◆ Excerpted text ◆
- - -

Nonprofit hospitals saw the collective value of their tax exemptions rise from an estimated $23.7 billion in 2019 to $27.6 billion in 2020 thanks in part to “substantial amounts” of government relief funding that pumped up their untaxed net incomes, according to a new analysis from the Kaiser Family Foundation.
The 2020 total represents 43% of the net income nonprofit hospitals reported earning in 2020, KFF analysts wrote. It’s just a few billion below the $31.9 billion in Medicare and Medicaid disproportionate share hospital payments received that same year, KFF analysts wrote, and $11.6 billion more than the total charity care costs those hospitals reported.
The value of tax exemptions grew 41% from about $20 billion in 2011 to about $28 billion in 2020.
“The rising value of tax exemption means that federal, state and local governments have been forgoing increasing amounts of revenue over time to provide tax benefits to nonprofit hospitals, crowding out other uses of those funds,” KFF’s analysts wrote in the report. “This has raised questions about whether nonprofit facilities provide sufficient benefit to their communities to justify this tax benefit.”
The estimate comprises the federal and state corporate income taxes, sales taxes and property taxes avoided by nonprofit hospitals thanks to their tax-exempt status, as well as any increases in charitable contributions and decreases in bond interest rate payments tied to their status, KFF wrote. The group collected the data from hospital cost reports, IRS filings and American Hospital Association (AHA) survey data.
2020’s 16% increase came during a year when hospital operations saw frequent disruptions that hindered patient care income, the analysts wrote. Those declines were “more than offset” by government pandemic support, increases in charitable contributions and investment income, they wrote, and came on the heels of a nine-year, 143% rise in nonprofits’ total net income.
Additionally, the $27.6 billion of 2020 far outstrips the $16 billion in total charity costs reported by nonprofit hospitals that year, though KFF Senior Analyst Jamie Godwin told Fierce Healthcare that hospitals “also provide other types of benefits to the communities they serve” aside from charity care.

- - -

◆ Information provided ◆
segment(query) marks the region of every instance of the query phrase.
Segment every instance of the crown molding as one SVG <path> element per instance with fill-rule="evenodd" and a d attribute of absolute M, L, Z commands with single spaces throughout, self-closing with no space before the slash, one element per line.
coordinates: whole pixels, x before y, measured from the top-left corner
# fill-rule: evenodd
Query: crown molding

- - -

◆ Problem ◆
Write the next part of the article on the rising value of nonprofit hospitals' tax exemptions, starting after its last sentence. The data is not needed for this work.

◆ Exercise result ◆
Tax exemption and community benefit have been contentious subjects between policy researchers and the hospital industry, who often disagree on where the line on community benefit should be drawn.
One Lown Institute analysis from last year, for instance, reviewed 275 nonprofit hospital systems’ 2018 and 2019 IRS filings and tallied an $18.4 billion charity care deficit. Another study penned by Johns Hopkins researchers that reviewed multiple data sources from 1,472 hospitals between 2011 to 2018 found that 38.5% of nonprofits provided less community benefit than the value of their tax exemptions.
Historically, the AHA has critiqued the methodologies of such analyses for not including what they believe to be the entirety of a hospital’s community benefit, and KFF’s most recent estimate appears to fall under that umbrella.
In an email statement responding to the latest analysis, Melinda Hatton, general counsel for the AHA, pointed to “a more comprehensive report” conducted by Ernst & Young and backed by the hospital group. It concluded that nonprofit hospitals and health systems provided $9 in community benefits for every tax dollar they didn’t pay during 2019.
“A narrow reading of community benefit limited to financial assistance misses the important work hospitals do to close the pervasive gaps between federal reimbursements for care and the actual cost of care as well as the many other benefits hospitals provide directly to their communities,” Hatton told Fierce Healthcare in the email statement. “Whether it is public health activities, such as clinics and testing, training for the next generation of caregivers or efforts to prevent illness, including wellness education or more hands-on efforts to improve living conditions, hospitals continually give back to the communities they serve.”